[[ RECORDED INFORMATION, beginning ]]

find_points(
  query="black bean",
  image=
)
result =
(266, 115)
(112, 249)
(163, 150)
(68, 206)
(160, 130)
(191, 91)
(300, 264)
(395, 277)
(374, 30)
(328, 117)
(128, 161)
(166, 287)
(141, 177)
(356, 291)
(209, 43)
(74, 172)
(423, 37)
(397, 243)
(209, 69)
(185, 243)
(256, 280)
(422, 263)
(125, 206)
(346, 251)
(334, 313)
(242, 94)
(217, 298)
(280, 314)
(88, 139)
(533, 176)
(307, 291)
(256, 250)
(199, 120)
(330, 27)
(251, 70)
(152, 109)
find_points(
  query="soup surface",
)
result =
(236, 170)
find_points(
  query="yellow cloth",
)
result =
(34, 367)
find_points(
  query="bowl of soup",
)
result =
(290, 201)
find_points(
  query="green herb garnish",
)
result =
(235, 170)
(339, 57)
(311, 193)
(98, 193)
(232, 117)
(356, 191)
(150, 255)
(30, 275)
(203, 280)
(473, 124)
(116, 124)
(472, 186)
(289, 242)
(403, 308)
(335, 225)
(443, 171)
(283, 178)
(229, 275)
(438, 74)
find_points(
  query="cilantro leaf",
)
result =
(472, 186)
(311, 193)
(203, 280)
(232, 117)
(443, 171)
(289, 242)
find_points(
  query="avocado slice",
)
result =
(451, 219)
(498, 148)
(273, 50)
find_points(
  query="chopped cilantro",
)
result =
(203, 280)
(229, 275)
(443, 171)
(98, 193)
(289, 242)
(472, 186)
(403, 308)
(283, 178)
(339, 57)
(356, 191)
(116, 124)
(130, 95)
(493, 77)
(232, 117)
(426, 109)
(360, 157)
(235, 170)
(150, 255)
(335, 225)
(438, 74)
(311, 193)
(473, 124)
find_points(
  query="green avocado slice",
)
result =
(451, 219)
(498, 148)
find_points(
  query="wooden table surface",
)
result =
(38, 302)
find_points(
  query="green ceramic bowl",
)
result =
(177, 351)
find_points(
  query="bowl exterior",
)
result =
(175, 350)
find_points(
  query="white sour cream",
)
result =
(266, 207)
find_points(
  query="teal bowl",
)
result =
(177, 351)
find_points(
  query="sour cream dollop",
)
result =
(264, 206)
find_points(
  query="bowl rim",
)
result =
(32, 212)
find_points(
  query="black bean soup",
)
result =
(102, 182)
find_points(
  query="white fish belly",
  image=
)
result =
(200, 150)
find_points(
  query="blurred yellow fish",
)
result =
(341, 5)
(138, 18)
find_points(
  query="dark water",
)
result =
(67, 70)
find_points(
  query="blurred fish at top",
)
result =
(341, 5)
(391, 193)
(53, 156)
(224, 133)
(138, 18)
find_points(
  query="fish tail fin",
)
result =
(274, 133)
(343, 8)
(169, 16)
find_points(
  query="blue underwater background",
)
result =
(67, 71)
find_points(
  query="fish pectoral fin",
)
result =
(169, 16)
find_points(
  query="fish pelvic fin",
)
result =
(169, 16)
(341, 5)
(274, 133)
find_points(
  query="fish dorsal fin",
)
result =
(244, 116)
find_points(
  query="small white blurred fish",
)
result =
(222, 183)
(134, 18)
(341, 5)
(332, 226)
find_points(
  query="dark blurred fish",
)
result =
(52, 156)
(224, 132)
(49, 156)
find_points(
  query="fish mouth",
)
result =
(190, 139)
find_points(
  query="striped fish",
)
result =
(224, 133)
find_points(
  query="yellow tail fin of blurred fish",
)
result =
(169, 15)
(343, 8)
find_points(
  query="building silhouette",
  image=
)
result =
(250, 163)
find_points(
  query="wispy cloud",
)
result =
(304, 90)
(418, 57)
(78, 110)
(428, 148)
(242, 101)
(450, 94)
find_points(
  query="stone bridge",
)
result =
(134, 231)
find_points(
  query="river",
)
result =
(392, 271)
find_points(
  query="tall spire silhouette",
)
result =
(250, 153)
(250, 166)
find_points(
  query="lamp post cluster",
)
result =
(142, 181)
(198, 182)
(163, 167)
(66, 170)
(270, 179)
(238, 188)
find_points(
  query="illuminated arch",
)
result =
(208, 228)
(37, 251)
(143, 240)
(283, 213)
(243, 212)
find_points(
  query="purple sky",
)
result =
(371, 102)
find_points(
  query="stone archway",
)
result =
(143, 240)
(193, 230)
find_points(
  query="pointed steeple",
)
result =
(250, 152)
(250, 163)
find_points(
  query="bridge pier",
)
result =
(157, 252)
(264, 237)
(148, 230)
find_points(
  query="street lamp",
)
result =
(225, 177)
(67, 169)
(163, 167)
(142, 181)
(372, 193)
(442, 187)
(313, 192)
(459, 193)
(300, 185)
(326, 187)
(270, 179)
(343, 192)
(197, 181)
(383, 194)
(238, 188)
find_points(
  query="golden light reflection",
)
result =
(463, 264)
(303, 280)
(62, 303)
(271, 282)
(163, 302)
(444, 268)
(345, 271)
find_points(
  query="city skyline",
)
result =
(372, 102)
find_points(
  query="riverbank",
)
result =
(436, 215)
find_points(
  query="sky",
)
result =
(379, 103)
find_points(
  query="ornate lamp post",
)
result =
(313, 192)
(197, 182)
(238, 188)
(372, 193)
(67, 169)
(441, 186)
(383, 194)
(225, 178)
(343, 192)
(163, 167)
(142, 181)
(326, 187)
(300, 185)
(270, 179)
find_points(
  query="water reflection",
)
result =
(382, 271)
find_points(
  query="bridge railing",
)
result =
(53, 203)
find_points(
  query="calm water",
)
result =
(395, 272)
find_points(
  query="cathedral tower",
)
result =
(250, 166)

[[ RECORDED INFORMATION, end ]]

(EXERCISE OBJECTIVE)
Nothing in the data may be left out. Copy all of it exactly.

(FINISHED TASK)
find_points(
  query="black bean",
  image=
)
result =
(266, 115)
(112, 249)
(163, 150)
(68, 206)
(160, 130)
(191, 91)
(300, 264)
(395, 277)
(374, 30)
(328, 117)
(128, 161)
(166, 287)
(141, 177)
(356, 291)
(209, 43)
(74, 172)
(423, 37)
(397, 243)
(209, 69)
(185, 243)
(256, 280)
(422, 263)
(125, 206)
(346, 251)
(334, 313)
(242, 94)
(217, 298)
(280, 314)
(88, 139)
(533, 176)
(307, 291)
(256, 250)
(199, 120)
(330, 27)
(251, 70)
(152, 109)
find_points(
  query="soup surface",
)
result =
(236, 170)
find_points(
  query="yellow cloth",
)
result =
(34, 367)
find_points(
  query="bowl of soup",
)
result =
(290, 201)
find_points(
  query="green herb garnish",
)
result =
(235, 170)
(339, 57)
(311, 193)
(98, 193)
(232, 117)
(356, 191)
(150, 255)
(30, 275)
(203, 280)
(473, 124)
(116, 124)
(472, 186)
(289, 242)
(403, 308)
(335, 225)
(443, 171)
(283, 178)
(229, 275)
(438, 74)
find_points(
  query="cilantro leaf",
)
result =
(472, 186)
(311, 193)
(203, 280)
(232, 117)
(443, 171)
(289, 242)
find_points(
  query="avocado slice",
)
result =
(451, 219)
(498, 148)
(273, 50)
find_points(
  query="chopped cilantro",
)
result =
(203, 280)
(229, 275)
(443, 171)
(98, 193)
(289, 242)
(472, 186)
(403, 308)
(283, 178)
(339, 57)
(356, 191)
(116, 124)
(130, 95)
(493, 77)
(232, 117)
(426, 109)
(360, 157)
(235, 170)
(150, 255)
(335, 225)
(438, 74)
(311, 193)
(473, 124)
find_points(
  query="green avocado slice",
)
result =
(451, 219)
(498, 148)
find_points(
  query="wooden table surface",
)
result =
(38, 302)
find_points(
  query="green ceramic bowl",
)
result =
(177, 351)
find_points(
  query="bowl exterior",
)
result =
(175, 350)
find_points(
  query="white sour cream",
)
result =
(266, 207)
find_points(
  query="teal bowl",
)
result =
(177, 351)
find_points(
  query="sour cream dollop",
)
result =
(264, 206)
find_points(
  query="bowl rim",
)
result =
(32, 212)
find_points(
  query="black bean soup",
)
result =
(102, 182)
find_points(
  query="white fish belly",
  image=
)
result =
(200, 150)
find_points(
  query="blurred yellow fish",
)
result =
(341, 5)
(138, 18)
find_points(
  query="dark water",
)
result =
(67, 70)
find_points(
  query="blurred fish at top",
)
result =
(341, 5)
(391, 193)
(53, 156)
(224, 133)
(138, 18)
find_points(
  query="fish tail fin",
)
result =
(274, 133)
(343, 8)
(169, 16)
find_points(
  query="blue underwater background",
)
result =
(67, 71)
find_points(
  query="fish pectoral fin",
)
result =
(169, 16)
find_points(
  query="fish pelvic fin",
)
result =
(169, 16)
(341, 5)
(274, 133)
find_points(
  query="fish dorsal fin",
)
result =
(244, 116)
find_points(
  query="small white blurred fish",
)
result =
(222, 183)
(134, 18)
(341, 5)
(332, 226)
find_points(
  query="dark blurred fish",
)
result =
(52, 156)
(224, 132)
(49, 156)
find_points(
  query="fish mouth",
)
result =
(190, 139)
find_points(
  query="striped fish",
)
result =
(224, 133)
find_points(
  query="yellow tail fin of blurred fish",
)
result =
(169, 15)
(343, 8)
find_points(
  query="building silhouette",
  image=
)
result =
(250, 163)
find_points(
  query="wispy cloud",
)
result =
(304, 90)
(418, 57)
(78, 110)
(428, 148)
(242, 101)
(450, 94)
find_points(
  query="stone bridge",
)
result =
(134, 231)
find_points(
  query="river",
)
result =
(392, 271)
find_points(
  query="tall spire silhouette",
)
result =
(250, 153)
(250, 166)
find_points(
  query="lamp post cluster",
)
result =
(142, 181)
(198, 182)
(163, 167)
(66, 170)
(270, 179)
(238, 188)
find_points(
  query="illuminated arch",
)
result =
(208, 228)
(37, 251)
(143, 240)
(283, 213)
(243, 212)
find_points(
  query="purple sky",
)
result =
(371, 102)
find_points(
  query="stone archway",
)
result =
(143, 240)
(193, 230)
find_points(
  query="pointed steeple",
)
result =
(250, 152)
(250, 163)
find_points(
  query="bridge pier",
)
result =
(157, 252)
(264, 237)
(148, 230)
find_points(
  query="street lamp",
)
result =
(225, 177)
(67, 169)
(163, 167)
(142, 181)
(372, 193)
(442, 187)
(313, 192)
(459, 193)
(300, 185)
(326, 187)
(270, 179)
(343, 192)
(197, 181)
(383, 194)
(238, 188)
find_points(
  query="golden light reflection",
)
result =
(463, 264)
(303, 280)
(62, 303)
(271, 282)
(163, 302)
(444, 268)
(345, 271)
find_points(
  query="city skyline",
)
result =
(372, 102)
find_points(
  query="riverbank",
)
result =
(436, 215)
find_points(
  query="sky",
)
result =
(379, 103)
find_points(
  query="ornate lamp post",
)
result =
(313, 192)
(197, 182)
(238, 188)
(372, 193)
(67, 169)
(441, 186)
(383, 194)
(225, 178)
(343, 192)
(163, 167)
(142, 181)
(326, 187)
(300, 185)
(270, 179)
find_points(
  query="water reflection",
)
result =
(382, 271)
find_points(
  query="bridge railing",
)
result =
(53, 203)
find_points(
  query="calm water",
)
result =
(395, 272)
find_points(
  query="cathedral tower",
)
result =
(250, 166)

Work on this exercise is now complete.